**Task brief**
Take down each entry exactly as written.

**Dataset rows**
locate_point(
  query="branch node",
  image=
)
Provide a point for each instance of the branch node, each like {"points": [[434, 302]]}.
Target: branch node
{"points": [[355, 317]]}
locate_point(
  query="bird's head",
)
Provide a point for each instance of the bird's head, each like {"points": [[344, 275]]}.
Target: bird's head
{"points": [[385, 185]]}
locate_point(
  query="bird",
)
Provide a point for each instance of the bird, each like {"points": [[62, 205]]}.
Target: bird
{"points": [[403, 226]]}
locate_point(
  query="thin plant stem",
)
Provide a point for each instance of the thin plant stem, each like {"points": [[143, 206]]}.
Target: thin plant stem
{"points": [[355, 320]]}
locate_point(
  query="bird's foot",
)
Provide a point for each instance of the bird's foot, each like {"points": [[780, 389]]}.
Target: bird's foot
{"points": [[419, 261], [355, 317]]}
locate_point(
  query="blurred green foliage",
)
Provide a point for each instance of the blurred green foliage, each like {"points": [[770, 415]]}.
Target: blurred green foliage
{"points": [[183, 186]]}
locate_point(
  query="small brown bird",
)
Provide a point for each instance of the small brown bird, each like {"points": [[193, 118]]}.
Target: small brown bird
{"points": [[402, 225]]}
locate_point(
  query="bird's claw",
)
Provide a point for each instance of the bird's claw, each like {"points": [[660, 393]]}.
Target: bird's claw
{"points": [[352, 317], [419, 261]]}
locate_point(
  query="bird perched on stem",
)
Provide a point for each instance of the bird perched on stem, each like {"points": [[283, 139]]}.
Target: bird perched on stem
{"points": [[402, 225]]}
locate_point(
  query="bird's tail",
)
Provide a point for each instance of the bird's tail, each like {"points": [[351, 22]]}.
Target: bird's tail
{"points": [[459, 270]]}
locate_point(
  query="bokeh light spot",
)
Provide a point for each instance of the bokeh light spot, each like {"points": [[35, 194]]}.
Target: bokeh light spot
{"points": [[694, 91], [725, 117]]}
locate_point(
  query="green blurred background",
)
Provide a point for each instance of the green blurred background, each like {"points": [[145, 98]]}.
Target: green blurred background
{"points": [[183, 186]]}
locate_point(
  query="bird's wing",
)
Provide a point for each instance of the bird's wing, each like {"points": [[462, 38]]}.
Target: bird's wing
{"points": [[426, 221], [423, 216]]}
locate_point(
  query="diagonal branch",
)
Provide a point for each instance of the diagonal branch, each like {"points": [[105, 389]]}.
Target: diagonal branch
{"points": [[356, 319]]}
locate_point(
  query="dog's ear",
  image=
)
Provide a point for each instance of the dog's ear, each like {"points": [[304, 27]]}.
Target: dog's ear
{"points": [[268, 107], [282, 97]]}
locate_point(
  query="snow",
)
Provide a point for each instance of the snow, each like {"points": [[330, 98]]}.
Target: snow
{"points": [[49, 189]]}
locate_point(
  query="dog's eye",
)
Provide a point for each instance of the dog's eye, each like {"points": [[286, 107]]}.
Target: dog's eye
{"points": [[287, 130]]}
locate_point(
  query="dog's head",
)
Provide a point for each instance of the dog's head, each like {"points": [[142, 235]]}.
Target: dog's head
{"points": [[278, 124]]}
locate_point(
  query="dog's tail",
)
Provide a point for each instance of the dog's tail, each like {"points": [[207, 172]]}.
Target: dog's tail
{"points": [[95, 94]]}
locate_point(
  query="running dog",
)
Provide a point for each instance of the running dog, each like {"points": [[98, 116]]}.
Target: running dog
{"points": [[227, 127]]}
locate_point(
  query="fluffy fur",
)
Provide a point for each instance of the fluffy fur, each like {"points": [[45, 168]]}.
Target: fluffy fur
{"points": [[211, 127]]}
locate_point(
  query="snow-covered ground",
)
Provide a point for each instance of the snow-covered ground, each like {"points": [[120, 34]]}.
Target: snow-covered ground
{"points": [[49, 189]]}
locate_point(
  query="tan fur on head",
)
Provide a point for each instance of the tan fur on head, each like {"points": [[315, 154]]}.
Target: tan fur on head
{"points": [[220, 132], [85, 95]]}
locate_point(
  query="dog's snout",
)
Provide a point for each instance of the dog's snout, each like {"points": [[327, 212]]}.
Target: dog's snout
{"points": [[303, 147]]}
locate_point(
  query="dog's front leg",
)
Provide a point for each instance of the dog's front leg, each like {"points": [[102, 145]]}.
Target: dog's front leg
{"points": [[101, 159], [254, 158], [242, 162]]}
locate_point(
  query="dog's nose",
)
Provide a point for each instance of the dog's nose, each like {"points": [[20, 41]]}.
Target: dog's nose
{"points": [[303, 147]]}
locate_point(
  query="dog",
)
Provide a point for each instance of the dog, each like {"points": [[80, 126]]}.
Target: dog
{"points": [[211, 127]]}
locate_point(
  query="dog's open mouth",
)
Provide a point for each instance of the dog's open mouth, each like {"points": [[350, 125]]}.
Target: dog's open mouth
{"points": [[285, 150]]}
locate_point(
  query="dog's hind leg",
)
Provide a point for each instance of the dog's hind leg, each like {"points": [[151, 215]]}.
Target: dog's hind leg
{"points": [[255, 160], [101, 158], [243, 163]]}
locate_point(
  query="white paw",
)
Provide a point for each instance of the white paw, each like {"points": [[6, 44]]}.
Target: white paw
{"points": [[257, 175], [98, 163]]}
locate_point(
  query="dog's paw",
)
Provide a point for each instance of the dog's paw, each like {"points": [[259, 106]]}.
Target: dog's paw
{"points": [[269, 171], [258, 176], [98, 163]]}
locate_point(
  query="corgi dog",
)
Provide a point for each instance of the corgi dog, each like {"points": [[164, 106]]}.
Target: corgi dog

**Reply to the task**
locate_point(
  query="branch node",
  image=
)
Provide a point for each instance of the branch node, each like {"points": [[434, 302]]}.
Target: branch node
{"points": [[355, 317]]}
locate_point(
  query="bird's head",
)
Provide a point for each instance of the bird's head, each like {"points": [[344, 275]]}.
Target: bird's head
{"points": [[385, 185]]}
locate_point(
  query="bird",
)
Provide a point for each instance of the bird, each like {"points": [[62, 205]]}.
Target: bird
{"points": [[403, 226]]}
locate_point(
  query="thin plant stem",
)
Provide a point for each instance of the thin plant stem, each like {"points": [[143, 206]]}.
Target: thin plant stem
{"points": [[355, 320]]}
locate_point(
  query="bird's foot",
)
Provide a point for each instance of the bird's foot, each like {"points": [[780, 389]]}.
Target: bird's foot
{"points": [[419, 261], [355, 317]]}
locate_point(
  query="blurred green foliage",
)
Provide a point for each instance of the blurred green foliage, each like {"points": [[770, 415]]}.
Target: blurred green foliage
{"points": [[183, 186]]}
locate_point(
  query="small brown bird",
)
Provide a point for each instance of the small brown bird, each like {"points": [[193, 118]]}.
Target: small brown bird
{"points": [[402, 225]]}
locate_point(
  query="bird's claw",
)
Provide a point for each instance of the bird's claw, each like {"points": [[660, 393]]}.
Target: bird's claw
{"points": [[352, 317], [419, 261]]}
locate_point(
  query="bird perched on stem",
)
Provide a point for each instance of the bird perched on stem, each like {"points": [[283, 139]]}.
Target: bird perched on stem
{"points": [[402, 225]]}
locate_point(
  query="bird's tail",
)
Provide a point for each instance of the bird's tail, each like {"points": [[351, 22]]}.
Target: bird's tail
{"points": [[459, 270]]}
locate_point(
  query="bokeh light spot",
)
Provide a point for each instance of the bokeh light spot, each like {"points": [[35, 194]]}.
Target: bokeh light spot
{"points": [[694, 91], [725, 117]]}
locate_point(
  query="green blurred background",
)
Provide a point for each instance of the green blurred background, each like {"points": [[145, 98]]}.
Target: green blurred background
{"points": [[183, 186]]}
locate_point(
  query="bird's wing",
)
Provide a point for each instance of the bird's wing, each like {"points": [[462, 38]]}.
Target: bird's wing
{"points": [[426, 221], [423, 216]]}
locate_point(
  query="diagonal branch",
)
Provide a point for each instance of the diagonal branch, each like {"points": [[105, 389]]}.
Target: diagonal branch
{"points": [[356, 319]]}
locate_point(
  query="dog's ear",
  image=
)
Provide a point for each instance of the dog's ear, each like {"points": [[304, 27]]}.
Target: dog's ear
{"points": [[268, 107], [282, 97]]}
locate_point(
  query="snow",
)
Provide a point for each instance of the snow, each like {"points": [[330, 98]]}.
Target: snow
{"points": [[49, 189]]}
locate_point(
  query="dog's eye",
)
Provide a point for each instance of the dog's eye, each like {"points": [[286, 107]]}.
Target: dog's eye
{"points": [[287, 130]]}
locate_point(
  query="dog's head",
)
Provide a point for each instance of the dog's head, each like {"points": [[142, 235]]}.
Target: dog's head
{"points": [[278, 124]]}
locate_point(
  query="dog's tail",
)
Provide a point for each instance of the dog's tail, each like {"points": [[207, 172]]}.
Target: dog's tail
{"points": [[95, 94]]}
locate_point(
  query="running dog",
)
Provide a point for each instance of the running dog, each like {"points": [[98, 116]]}.
Target: running dog
{"points": [[227, 127]]}
locate_point(
  query="fluffy fur",
)
Provide a point for each instance of the fluffy fur, each like {"points": [[45, 168]]}.
Target: fluffy fur
{"points": [[211, 127]]}
locate_point(
  query="snow-covered ground",
)
Provide a point for each instance of the snow-covered ground, each like {"points": [[120, 34]]}.
Target: snow-covered ground
{"points": [[49, 189]]}
locate_point(
  query="tan fur on head",
)
Provide a point for each instance of the tan fur on head, each like {"points": [[315, 154]]}.
Target: tan fur on head
{"points": [[220, 132], [85, 95]]}
locate_point(
  query="dog's snout",
)
Provide a point for each instance of the dog's snout, each like {"points": [[327, 212]]}.
Target: dog's snout
{"points": [[303, 147]]}
locate_point(
  query="dog's front leg",
)
Provide a point for each instance of the dog's front leg, each like {"points": [[102, 145]]}.
Target: dog's front leg
{"points": [[101, 159], [254, 158], [242, 162]]}
locate_point(
  query="dog's nose",
)
Provide a point for each instance of the dog's nose, each like {"points": [[20, 41]]}.
Target: dog's nose
{"points": [[303, 147]]}
locate_point(
  query="dog",
)
Provide a point for each instance of the dog, each like {"points": [[80, 126]]}.
Target: dog
{"points": [[211, 127]]}
locate_point(
  query="dog's open mouth",
)
Provide a point for each instance of the dog's open mouth, each like {"points": [[350, 125]]}.
Target: dog's open mouth
{"points": [[285, 150]]}
locate_point(
  query="dog's hind leg",
)
Provide a point for each instance of the dog's hind leg, each like {"points": [[151, 215]]}.
Target: dog's hind leg
{"points": [[255, 160], [101, 158], [243, 163]]}
locate_point(
  query="white paw",
)
Provide a point for each instance of the white paw, each like {"points": [[6, 44]]}.
Target: white paw
{"points": [[257, 175], [98, 163]]}
locate_point(
  query="dog's paw",
)
Provide a point for each instance of the dog's paw, each like {"points": [[259, 106]]}.
Target: dog's paw
{"points": [[269, 171], [258, 176], [98, 163]]}
locate_point(
  query="corgi dog",
)
Provide a point for each instance of the corgi dog, each like {"points": [[164, 106]]}.
Target: corgi dog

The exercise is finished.